### [Aim]
Show each line from the listing below that contains the string "wing", copying every such line in full. Case matters.

### [Data provided]

========================================

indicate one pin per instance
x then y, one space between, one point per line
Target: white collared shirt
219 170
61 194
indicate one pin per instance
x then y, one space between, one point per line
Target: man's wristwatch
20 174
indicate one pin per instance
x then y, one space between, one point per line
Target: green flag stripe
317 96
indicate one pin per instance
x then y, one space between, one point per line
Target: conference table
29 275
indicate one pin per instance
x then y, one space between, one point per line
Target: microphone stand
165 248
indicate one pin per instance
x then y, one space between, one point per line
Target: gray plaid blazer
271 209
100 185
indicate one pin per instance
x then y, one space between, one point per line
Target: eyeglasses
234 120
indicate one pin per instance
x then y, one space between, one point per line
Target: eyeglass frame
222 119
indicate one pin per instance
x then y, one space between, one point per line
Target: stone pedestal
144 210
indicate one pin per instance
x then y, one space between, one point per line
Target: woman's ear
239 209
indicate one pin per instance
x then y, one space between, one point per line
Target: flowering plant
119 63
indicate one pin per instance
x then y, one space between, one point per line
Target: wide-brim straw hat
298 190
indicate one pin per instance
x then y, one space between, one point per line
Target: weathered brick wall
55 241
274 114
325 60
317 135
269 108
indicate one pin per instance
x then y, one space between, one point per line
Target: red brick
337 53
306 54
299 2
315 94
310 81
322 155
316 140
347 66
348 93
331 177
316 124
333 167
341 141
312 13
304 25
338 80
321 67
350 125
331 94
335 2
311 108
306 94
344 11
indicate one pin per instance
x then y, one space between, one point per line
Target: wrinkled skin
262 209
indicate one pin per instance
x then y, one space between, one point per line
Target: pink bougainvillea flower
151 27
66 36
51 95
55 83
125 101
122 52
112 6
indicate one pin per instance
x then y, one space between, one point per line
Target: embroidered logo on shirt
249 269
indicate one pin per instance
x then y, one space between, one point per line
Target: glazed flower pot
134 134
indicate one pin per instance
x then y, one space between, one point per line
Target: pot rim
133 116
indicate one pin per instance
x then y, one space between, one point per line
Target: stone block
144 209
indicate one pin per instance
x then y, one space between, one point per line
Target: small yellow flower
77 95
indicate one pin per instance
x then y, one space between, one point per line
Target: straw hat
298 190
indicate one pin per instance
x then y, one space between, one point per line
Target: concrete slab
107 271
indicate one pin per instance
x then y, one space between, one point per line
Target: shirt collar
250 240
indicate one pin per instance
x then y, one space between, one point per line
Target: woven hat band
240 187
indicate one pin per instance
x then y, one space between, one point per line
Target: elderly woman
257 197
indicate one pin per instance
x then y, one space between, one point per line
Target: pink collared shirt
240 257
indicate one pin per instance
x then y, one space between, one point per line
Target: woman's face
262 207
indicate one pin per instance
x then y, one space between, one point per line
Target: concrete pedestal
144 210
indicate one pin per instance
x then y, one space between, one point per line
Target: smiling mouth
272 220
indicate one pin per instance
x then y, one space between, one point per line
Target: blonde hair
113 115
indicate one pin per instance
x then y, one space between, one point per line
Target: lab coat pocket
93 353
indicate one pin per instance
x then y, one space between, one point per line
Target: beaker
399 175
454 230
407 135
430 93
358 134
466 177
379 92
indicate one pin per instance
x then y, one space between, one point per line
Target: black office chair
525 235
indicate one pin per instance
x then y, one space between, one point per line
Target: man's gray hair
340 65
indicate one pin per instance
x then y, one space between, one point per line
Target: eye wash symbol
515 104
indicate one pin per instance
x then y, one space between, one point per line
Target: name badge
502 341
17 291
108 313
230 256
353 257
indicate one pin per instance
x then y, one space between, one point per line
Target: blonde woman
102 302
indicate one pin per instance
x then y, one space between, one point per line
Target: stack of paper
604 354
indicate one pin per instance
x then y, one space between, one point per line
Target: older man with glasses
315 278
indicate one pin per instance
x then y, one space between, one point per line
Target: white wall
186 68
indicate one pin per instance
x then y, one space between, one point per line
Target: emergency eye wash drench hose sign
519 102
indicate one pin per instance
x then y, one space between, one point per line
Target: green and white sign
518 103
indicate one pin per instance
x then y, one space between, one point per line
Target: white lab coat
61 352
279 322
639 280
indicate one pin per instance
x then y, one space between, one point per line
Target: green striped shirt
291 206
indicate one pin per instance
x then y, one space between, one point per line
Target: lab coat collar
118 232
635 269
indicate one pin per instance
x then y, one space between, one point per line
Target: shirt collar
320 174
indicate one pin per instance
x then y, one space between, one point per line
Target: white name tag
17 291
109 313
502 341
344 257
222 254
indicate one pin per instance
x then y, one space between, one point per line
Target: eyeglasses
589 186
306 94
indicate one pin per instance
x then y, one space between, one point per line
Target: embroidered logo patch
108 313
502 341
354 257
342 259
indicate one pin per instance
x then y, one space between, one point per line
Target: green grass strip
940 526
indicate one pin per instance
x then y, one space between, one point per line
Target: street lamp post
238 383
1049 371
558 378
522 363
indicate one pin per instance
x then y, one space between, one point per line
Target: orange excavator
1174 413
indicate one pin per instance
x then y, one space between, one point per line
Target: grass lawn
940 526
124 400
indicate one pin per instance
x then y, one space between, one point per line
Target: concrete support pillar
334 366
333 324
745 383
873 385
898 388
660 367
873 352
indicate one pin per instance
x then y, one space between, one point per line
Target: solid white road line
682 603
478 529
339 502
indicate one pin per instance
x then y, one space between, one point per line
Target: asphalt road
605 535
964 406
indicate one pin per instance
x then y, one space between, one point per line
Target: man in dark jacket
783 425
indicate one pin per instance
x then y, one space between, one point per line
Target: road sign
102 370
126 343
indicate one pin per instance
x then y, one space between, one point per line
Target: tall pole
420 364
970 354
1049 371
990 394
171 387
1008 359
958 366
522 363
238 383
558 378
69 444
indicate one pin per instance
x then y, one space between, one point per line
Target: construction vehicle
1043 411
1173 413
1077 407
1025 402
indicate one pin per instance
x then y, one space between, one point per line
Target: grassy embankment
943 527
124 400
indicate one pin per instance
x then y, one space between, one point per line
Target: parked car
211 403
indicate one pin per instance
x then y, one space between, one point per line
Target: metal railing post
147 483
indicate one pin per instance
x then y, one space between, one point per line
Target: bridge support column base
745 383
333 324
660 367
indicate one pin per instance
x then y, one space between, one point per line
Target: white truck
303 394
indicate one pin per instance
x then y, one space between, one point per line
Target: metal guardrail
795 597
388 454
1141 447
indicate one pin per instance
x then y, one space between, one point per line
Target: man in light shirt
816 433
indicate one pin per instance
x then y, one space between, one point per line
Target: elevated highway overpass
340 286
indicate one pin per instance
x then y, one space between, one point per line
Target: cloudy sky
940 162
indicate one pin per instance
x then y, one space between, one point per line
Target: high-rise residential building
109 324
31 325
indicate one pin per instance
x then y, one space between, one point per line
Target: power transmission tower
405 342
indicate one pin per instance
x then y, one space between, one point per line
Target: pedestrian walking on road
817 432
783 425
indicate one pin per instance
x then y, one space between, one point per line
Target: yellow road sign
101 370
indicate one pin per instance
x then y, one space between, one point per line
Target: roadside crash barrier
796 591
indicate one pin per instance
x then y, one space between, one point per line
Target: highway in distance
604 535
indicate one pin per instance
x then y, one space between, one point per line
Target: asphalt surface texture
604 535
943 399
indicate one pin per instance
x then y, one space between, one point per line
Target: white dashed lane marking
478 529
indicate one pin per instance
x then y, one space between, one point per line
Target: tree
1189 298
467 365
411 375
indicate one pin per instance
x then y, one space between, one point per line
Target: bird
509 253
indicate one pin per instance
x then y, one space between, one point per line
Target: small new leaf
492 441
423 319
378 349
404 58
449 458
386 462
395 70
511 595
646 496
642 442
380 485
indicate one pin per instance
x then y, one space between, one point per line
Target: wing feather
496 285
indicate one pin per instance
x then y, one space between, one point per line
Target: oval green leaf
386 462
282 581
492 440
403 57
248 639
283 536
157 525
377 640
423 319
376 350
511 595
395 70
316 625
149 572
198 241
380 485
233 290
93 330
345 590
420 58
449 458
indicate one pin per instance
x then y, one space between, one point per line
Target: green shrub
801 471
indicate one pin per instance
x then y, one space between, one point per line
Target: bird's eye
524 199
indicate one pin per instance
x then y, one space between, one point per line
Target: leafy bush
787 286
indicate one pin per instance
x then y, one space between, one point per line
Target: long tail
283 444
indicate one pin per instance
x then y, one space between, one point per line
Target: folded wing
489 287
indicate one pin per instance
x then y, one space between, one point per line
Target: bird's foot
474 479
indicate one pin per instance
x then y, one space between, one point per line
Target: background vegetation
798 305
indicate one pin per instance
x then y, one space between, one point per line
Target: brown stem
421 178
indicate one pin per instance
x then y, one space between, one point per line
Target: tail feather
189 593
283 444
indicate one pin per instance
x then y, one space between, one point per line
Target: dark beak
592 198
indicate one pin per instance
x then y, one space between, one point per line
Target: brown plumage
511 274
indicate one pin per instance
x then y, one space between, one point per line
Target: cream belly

========================================

### [Solution for this exercise]
Target: wing feather
Target: folded wing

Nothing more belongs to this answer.